■ **SELECTED TEXT**
----
My first regular issue of BYU Studies arrived this week. Nice semi-glossy paper. It's like Dialogue without the poetry. Oh, and it's correlated. Really; it says so on the inside back cover: "BYU Studies is dedicated to the correlation of revealed and discovered truth and to the conviction that the spiritual and the intellectual can be complementary and fundamentally harmonious avenues of knowledge." I don't care, I'm going to read it anyway. I'll start with short comments here about James B. Allen's review of Prince and Wright's David O. McKay and the Rise of Modern Mormonism, presently my featured LDS history book (sidebar, top left).
In his review, Allen calls the book "a must read for anyone interested in the history of the Church in the twentieth century." He commends the authors for their sympathetic portrayal of President McKay as well as for not soft-pedaling the various controversial episodes that marked his tenure over the Church.
----
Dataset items
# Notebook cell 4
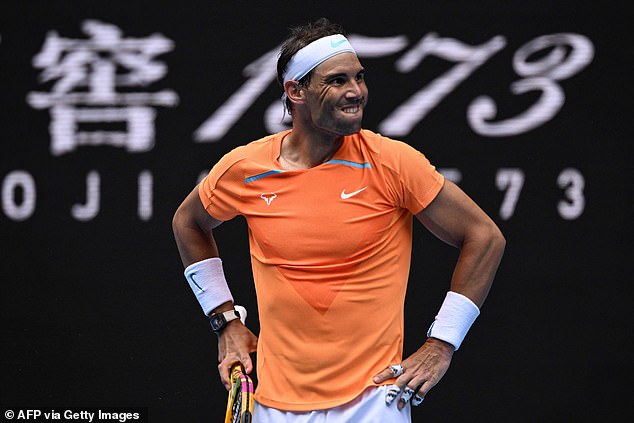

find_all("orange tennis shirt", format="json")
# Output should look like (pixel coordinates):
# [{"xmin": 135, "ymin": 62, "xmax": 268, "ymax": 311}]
[{"xmin": 199, "ymin": 130, "xmax": 444, "ymax": 411}]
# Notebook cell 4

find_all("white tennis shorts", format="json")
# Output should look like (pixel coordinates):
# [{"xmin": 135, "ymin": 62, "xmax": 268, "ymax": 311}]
[{"xmin": 253, "ymin": 385, "xmax": 412, "ymax": 423}]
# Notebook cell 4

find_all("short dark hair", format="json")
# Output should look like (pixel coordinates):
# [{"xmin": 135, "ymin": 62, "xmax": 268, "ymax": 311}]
[{"xmin": 277, "ymin": 18, "xmax": 346, "ymax": 111}]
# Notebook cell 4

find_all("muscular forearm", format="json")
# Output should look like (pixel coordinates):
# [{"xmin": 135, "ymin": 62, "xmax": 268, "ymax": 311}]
[
  {"xmin": 451, "ymin": 222, "xmax": 506, "ymax": 307},
  {"xmin": 172, "ymin": 189, "xmax": 221, "ymax": 267}
]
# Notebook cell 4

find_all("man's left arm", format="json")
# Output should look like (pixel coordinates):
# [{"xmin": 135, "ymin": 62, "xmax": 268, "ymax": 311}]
[{"xmin": 375, "ymin": 180, "xmax": 506, "ymax": 408}]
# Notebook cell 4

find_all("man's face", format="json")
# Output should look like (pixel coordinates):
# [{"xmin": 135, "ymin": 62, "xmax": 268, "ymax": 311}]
[{"xmin": 305, "ymin": 53, "xmax": 368, "ymax": 136}]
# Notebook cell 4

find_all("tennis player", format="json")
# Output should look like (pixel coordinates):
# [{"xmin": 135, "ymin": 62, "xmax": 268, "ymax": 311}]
[{"xmin": 173, "ymin": 19, "xmax": 505, "ymax": 423}]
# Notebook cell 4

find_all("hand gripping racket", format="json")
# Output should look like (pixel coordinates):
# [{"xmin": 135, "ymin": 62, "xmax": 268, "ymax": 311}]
[
  {"xmin": 225, "ymin": 306, "xmax": 253, "ymax": 423},
  {"xmin": 225, "ymin": 364, "xmax": 253, "ymax": 423}
]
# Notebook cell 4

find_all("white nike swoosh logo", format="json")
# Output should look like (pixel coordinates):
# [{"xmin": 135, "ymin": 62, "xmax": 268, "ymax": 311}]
[{"xmin": 341, "ymin": 187, "xmax": 367, "ymax": 200}]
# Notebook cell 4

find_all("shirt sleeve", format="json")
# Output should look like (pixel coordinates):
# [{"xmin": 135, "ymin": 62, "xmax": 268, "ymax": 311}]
[
  {"xmin": 381, "ymin": 139, "xmax": 445, "ymax": 214},
  {"xmin": 198, "ymin": 147, "xmax": 244, "ymax": 221}
]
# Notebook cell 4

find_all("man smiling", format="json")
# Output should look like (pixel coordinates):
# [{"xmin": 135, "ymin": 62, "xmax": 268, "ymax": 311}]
[{"xmin": 173, "ymin": 15, "xmax": 505, "ymax": 422}]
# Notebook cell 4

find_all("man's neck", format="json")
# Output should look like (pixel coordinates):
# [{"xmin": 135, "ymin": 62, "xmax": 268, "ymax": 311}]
[{"xmin": 279, "ymin": 129, "xmax": 343, "ymax": 169}]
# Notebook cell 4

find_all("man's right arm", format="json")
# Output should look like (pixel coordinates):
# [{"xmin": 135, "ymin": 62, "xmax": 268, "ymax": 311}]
[
  {"xmin": 172, "ymin": 186, "xmax": 257, "ymax": 389},
  {"xmin": 172, "ymin": 186, "xmax": 222, "ymax": 267}
]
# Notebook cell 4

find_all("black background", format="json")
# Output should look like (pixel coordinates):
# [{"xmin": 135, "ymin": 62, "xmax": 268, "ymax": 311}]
[{"xmin": 0, "ymin": 0, "xmax": 634, "ymax": 422}]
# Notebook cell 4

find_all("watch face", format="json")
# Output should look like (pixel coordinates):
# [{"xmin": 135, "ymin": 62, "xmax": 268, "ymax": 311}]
[{"xmin": 209, "ymin": 314, "xmax": 225, "ymax": 331}]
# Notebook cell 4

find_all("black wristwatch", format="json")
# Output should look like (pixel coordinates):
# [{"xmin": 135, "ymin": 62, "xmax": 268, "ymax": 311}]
[{"xmin": 209, "ymin": 309, "xmax": 240, "ymax": 334}]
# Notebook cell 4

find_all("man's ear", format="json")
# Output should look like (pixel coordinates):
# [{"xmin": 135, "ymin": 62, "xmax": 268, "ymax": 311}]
[{"xmin": 284, "ymin": 80, "xmax": 304, "ymax": 104}]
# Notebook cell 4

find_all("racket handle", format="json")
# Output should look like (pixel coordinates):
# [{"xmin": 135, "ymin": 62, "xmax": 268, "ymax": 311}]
[{"xmin": 233, "ymin": 305, "xmax": 247, "ymax": 325}]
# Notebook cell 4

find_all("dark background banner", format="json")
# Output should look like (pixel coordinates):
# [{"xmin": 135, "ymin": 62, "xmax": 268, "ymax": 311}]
[{"xmin": 0, "ymin": 0, "xmax": 634, "ymax": 422}]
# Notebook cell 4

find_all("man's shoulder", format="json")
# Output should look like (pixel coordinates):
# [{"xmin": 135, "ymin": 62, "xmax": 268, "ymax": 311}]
[
  {"xmin": 355, "ymin": 129, "xmax": 414, "ymax": 155},
  {"xmin": 223, "ymin": 133, "xmax": 284, "ymax": 163}
]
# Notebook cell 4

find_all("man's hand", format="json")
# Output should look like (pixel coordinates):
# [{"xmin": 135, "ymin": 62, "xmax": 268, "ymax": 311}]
[
  {"xmin": 218, "ymin": 319, "xmax": 258, "ymax": 391},
  {"xmin": 374, "ymin": 338, "xmax": 454, "ymax": 409}
]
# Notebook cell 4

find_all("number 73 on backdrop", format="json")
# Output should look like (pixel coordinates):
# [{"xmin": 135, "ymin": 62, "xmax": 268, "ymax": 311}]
[{"xmin": 194, "ymin": 33, "xmax": 594, "ymax": 142}]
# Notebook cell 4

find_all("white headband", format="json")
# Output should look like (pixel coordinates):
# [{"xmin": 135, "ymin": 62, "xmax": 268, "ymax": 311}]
[{"xmin": 282, "ymin": 34, "xmax": 356, "ymax": 111}]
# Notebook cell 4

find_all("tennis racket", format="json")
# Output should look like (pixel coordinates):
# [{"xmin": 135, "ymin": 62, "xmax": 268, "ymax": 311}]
[
  {"xmin": 225, "ymin": 364, "xmax": 253, "ymax": 423},
  {"xmin": 225, "ymin": 305, "xmax": 253, "ymax": 423}
]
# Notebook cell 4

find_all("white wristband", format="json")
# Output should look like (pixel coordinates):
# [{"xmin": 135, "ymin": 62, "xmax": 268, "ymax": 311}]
[
  {"xmin": 185, "ymin": 257, "xmax": 233, "ymax": 315},
  {"xmin": 427, "ymin": 291, "xmax": 480, "ymax": 350}
]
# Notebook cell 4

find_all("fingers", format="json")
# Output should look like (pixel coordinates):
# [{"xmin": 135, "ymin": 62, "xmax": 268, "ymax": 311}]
[
  {"xmin": 373, "ymin": 363, "xmax": 405, "ymax": 383},
  {"xmin": 374, "ymin": 363, "xmax": 432, "ymax": 410}
]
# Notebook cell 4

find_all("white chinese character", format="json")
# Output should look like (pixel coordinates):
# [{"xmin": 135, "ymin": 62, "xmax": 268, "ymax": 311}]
[{"xmin": 27, "ymin": 20, "xmax": 178, "ymax": 156}]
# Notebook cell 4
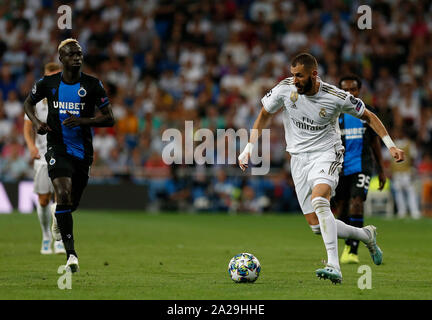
----
■ **DESCRIPTION OF THE TASK**
Update the part of the passage about the BYU Studies review that opens with the words containing "In his review, Allen" and closes with "over the Church.", putting "favorable" in place of "sympathetic".

■ **RESULT FOR THIS TASK**
In his review, Allen calls the book "a must read for anyone interested in the history of the Church in the twentieth century." He commends the authors for their favorable portrayal of President McKay as well as for not soft-pedaling the various controversial episodes that marked his tenure over the Church.